■ READING TEXT

10 Day Trading Tips & How to Get Started

Knowledge is Power

In addition to knowledge of procedures, day traders need to keep up with the latest stock market news and events that affect stocks. This included the Federal Reserve System’s interest rate plans, leading indicator announcements, and other economic, business, and financial news.

So, do your homework. Make wish list of stocks you’d like to trade. Be informed about the selected companies, their stocks, and general markets. Scan business news and bookmark reliable online news outlets.

Set Aside Funds

Assess and commit to the amount of capital you’re willing to risk on each trade. Many successful day traders risk less than 1% to 2% of their accounts per trade. If you have a trading account and are willing to risk 0.5% of your capital on each trade. Moreover, only trade with suitable online brokers and trading platforms.

Set Aside Time

Day trading requires your time and attention. In fact, you’ll need to give up most of your day. Don’t consider it if you have limited time to spare.

Day trading requires a trader to track the markets and spot opportunities that can arise at any time during trading hours. Being aware and moving quickly is key.

Start Small

As a beginner, focus on a maximum of one to two stocks during a session. Tracking and finding prospects is easier with just a few stocks. It’s now common to trade fractional shares. That lets you specify smaller dollar amounts that you wish to invest.

Avoid Penny Stocks

You’re probably looking for deals and low prices but stay away from penny stocks. These stocks are often illiquid and the chances of hitting the jackpot with them are often bleak. Many stocks trading with lower prices, a share become delisted from major stock exchanges and are only tradable over-the-counter (OTC). Unless you see a real opportunity and have done your research, steer clear of these. Finding real undervalued stocks can be demanding.

Time Those Trades

Many orders placed by investors and traders begin to execute as soon as the markets open in the morning, contributing to price volatility. A seasoned player may be able to recognize patterns at the open and time orders to make profits. For beginners, it may be better to read the market without making any moves for the first 15 to 20 minutes.

The middle hours are usually less volatile. Then, the movement begins to pick up again toward the closing bell. Though rush hours offer opportunities, it’s safer for beginners to avoid them at first.

Cut Losses With Limit Orders

Decide what type of orders you’ll use to enter and exit trades. Will you use market orders or limit orders? A market order is executed at the best price available, with no price guarantee. It’s useful when you want to enter or exit the market and don’t care about getting filled at a specific price.

A limit order guarantees the price but not the execution.2 Limit orders can help you trade more precisely and confidently because you set the price at which your order should be executed. A limit order can cut your loss on reversals. However, if the market doesn’t reach your price, your order won’t be filled and you’ll maintain your position.

■ DATASET CONTENT
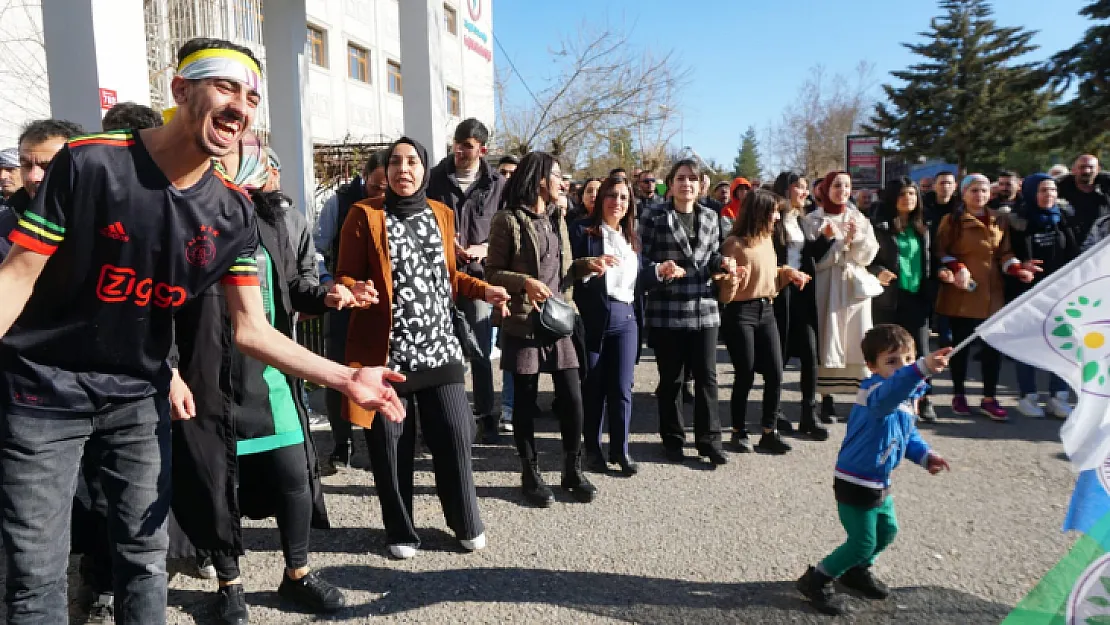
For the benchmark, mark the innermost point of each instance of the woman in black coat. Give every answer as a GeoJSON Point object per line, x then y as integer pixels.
{"type": "Point", "coordinates": [904, 268]}
{"type": "Point", "coordinates": [796, 309]}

■ WRITTEN EXERCISE 1
Repeat a passage from the day trading tips text word for word, beginning at the words "In addition to" and stopping after "and trading platforms.".
■ WRITTEN EXERCISE 2
In the day trading tips text, condense the paragraph that opens "Many orders placed by investors and traders" into a short bulleted list that keeps its main facts.

■ TASK SOLUTION 1
In addition to knowledge of procedures, day traders need to keep up with the latest stock market news and events that affect stocks. This included the Federal Reserve System’s interest rate plans, leading indicator announcements, and other economic, business, and financial news.

So, do your homework. Make wish list of stocks you’d like to trade. Be informed about the selected companies, their stocks, and general markets. Scan business news and bookmark reliable online news outlets.

Set Aside Funds

Assess and commit to the amount of capital you’re willing to risk on each trade. Many successful day traders risk less than 1% to 2% of their accounts per trade. If you have a trading account and are willing to risk 0.5% of your capital on each trade. Moreover, only trade with suitable online brokers and trading platforms.

■ TASK SOLUTION 2
- Many investor and trader orders execute right at the morning open, which adds to price volatility.
- Experienced traders may spot patterns at the open and time orders for profit.
- Beginners may do better to watch the market without trading for the first 15 to 20 minutes.